OBIETTIVO DEL COMPITO. Restituisci, identico e senza modifiche, tutto ciò che va dalla riga contenente "trace: wet stone" giù fino all'ultima riga, entrambe incluse.

RIGHE FORNITE.
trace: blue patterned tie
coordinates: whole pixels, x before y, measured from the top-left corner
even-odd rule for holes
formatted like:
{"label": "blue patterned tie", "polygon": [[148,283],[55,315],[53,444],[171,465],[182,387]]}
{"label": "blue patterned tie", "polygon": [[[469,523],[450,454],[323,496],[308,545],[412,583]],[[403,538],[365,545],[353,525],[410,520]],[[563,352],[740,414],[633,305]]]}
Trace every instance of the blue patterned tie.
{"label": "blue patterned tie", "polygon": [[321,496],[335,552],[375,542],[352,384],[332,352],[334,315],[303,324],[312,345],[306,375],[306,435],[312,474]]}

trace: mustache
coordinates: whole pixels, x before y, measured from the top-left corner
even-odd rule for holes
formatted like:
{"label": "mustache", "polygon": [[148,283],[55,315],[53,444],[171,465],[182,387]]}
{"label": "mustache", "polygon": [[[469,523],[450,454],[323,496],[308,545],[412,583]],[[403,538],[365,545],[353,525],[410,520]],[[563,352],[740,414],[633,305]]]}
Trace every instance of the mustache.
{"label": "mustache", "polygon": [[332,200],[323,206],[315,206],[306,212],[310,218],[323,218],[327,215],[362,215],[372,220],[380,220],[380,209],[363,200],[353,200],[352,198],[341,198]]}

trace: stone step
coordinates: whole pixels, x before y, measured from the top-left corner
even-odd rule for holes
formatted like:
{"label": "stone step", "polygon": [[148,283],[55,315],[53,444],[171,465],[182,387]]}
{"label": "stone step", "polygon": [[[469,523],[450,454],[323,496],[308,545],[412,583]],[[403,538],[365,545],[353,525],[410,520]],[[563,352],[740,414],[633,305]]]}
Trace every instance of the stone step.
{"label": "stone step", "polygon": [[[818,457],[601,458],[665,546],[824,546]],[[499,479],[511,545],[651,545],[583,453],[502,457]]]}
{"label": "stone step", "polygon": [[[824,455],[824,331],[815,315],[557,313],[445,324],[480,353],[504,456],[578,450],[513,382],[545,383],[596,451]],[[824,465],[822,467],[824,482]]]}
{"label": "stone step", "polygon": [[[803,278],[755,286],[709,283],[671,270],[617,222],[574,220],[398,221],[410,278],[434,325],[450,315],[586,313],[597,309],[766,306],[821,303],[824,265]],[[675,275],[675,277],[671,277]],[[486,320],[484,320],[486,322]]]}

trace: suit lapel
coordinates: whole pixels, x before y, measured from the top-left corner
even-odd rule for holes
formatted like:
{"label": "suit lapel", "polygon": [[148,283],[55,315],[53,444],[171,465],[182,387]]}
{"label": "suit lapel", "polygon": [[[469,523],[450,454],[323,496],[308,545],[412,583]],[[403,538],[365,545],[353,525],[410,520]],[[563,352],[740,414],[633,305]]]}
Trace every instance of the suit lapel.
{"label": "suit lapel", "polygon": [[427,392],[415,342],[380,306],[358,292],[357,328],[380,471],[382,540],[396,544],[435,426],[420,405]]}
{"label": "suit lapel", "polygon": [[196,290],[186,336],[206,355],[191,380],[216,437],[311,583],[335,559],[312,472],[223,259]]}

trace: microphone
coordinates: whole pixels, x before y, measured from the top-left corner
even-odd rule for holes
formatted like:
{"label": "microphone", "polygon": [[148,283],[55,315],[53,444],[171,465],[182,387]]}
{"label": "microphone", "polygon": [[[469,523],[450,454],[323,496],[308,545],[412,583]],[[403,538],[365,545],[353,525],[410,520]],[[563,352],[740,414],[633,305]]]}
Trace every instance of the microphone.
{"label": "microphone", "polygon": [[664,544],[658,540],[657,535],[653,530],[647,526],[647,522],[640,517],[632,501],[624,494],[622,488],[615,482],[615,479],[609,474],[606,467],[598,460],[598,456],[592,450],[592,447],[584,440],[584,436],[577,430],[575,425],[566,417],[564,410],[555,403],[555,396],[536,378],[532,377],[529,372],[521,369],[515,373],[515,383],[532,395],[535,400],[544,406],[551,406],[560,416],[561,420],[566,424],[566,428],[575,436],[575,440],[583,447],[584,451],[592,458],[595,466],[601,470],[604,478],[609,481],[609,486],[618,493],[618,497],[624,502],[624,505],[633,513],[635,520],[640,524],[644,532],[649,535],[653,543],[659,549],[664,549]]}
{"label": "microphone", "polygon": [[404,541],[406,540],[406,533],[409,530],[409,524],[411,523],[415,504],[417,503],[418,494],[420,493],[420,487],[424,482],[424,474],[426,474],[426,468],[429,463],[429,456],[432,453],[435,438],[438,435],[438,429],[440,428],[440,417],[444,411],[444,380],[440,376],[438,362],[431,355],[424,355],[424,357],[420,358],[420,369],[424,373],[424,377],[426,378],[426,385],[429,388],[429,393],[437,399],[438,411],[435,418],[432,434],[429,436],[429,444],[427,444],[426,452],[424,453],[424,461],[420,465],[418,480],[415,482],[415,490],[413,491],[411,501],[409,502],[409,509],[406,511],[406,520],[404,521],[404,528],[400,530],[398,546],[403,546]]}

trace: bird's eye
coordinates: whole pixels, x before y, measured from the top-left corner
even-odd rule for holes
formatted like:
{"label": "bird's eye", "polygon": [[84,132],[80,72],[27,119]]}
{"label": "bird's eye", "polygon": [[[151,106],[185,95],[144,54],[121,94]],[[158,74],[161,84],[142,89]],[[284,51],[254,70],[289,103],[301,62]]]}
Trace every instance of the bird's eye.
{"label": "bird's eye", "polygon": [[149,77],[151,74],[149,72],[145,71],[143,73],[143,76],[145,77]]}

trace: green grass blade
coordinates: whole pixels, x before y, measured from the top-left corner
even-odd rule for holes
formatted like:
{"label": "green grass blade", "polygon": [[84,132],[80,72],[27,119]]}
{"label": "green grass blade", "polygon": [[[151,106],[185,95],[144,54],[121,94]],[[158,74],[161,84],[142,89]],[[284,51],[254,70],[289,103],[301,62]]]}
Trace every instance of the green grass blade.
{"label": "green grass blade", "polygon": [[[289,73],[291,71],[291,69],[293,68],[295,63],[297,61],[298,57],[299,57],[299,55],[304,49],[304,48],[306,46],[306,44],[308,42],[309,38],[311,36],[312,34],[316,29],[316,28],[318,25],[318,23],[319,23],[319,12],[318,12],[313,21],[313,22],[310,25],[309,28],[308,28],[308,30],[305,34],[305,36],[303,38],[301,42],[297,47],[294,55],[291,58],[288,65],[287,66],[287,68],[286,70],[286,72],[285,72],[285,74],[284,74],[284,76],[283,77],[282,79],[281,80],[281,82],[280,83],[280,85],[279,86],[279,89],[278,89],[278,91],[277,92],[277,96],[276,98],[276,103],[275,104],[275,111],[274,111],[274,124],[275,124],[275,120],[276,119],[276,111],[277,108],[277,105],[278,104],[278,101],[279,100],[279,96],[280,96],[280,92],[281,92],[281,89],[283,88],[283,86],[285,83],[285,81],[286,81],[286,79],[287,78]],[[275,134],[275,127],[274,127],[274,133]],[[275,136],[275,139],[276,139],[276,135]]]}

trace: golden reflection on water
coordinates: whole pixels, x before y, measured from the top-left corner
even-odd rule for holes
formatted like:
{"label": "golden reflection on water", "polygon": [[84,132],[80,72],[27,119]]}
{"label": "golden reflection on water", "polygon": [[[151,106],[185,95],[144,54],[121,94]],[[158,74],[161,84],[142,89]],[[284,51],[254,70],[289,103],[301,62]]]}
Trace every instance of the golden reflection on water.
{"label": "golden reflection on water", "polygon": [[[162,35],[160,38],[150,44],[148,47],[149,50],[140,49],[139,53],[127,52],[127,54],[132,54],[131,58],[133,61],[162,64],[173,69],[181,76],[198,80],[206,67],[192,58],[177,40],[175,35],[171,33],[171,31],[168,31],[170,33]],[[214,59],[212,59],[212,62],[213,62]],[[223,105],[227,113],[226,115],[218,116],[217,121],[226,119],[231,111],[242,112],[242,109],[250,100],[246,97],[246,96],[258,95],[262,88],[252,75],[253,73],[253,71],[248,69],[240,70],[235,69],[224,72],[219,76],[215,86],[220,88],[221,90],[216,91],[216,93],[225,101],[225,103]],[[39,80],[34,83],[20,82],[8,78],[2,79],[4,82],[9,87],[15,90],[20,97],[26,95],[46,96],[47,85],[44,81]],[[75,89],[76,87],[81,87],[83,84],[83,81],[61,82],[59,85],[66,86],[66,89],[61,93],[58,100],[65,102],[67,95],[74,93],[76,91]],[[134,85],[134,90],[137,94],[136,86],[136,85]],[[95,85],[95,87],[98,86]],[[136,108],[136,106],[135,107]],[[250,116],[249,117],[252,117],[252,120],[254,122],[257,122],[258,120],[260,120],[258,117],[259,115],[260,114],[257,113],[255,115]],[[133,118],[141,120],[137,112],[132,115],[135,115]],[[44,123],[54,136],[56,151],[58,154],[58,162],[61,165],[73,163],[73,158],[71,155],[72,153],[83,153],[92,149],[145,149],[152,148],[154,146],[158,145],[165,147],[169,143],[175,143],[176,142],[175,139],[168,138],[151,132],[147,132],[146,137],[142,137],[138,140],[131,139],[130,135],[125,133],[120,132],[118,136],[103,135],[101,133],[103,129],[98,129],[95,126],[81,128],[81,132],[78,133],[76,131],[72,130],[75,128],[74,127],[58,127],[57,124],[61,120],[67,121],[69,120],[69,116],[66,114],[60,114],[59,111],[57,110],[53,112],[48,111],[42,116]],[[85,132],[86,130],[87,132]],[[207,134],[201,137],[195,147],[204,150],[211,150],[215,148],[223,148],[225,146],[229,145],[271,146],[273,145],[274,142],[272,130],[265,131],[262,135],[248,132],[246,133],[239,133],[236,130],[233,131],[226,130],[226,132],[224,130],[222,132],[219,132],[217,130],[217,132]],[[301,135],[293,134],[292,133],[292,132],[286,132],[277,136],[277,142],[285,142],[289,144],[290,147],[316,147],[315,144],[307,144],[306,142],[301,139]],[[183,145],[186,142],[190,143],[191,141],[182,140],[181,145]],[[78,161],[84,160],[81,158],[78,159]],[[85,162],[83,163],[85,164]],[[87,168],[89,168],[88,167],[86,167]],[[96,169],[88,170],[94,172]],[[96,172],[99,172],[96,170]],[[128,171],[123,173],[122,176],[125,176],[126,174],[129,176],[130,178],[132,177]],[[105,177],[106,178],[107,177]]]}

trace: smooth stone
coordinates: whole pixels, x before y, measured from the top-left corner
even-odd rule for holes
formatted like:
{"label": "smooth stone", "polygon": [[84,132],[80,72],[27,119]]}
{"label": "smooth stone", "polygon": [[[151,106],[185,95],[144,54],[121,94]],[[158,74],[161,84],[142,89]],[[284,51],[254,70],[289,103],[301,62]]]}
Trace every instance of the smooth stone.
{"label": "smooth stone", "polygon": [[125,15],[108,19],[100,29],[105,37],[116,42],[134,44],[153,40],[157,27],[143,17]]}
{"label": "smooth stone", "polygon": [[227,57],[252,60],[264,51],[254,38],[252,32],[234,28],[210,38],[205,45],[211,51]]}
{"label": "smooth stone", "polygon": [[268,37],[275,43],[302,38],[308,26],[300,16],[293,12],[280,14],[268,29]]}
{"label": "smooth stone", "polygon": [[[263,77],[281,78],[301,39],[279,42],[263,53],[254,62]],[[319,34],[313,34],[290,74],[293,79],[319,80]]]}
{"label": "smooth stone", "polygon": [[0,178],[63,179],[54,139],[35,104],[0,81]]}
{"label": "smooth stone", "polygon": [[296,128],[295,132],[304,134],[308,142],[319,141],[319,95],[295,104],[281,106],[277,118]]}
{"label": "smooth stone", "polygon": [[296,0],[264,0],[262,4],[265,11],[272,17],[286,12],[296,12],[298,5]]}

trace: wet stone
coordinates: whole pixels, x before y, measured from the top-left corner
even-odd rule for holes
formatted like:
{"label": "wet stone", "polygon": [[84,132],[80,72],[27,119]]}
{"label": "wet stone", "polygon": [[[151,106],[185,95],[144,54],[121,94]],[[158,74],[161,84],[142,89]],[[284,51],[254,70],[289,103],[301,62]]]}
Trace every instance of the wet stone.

SOLUZIONE SCRITTA.
trace: wet stone
coordinates: whole pixels, x before y, measured from the top-left corner
even-odd rule for holes
formatted like:
{"label": "wet stone", "polygon": [[84,132],[80,72],[27,119]]}
{"label": "wet stone", "polygon": [[[151,106],[185,95],[144,54],[121,94]],[[158,74],[161,84],[142,89]],[[284,51],[254,70],[289,103],[301,62]]]}
Trace every instance of the wet stone.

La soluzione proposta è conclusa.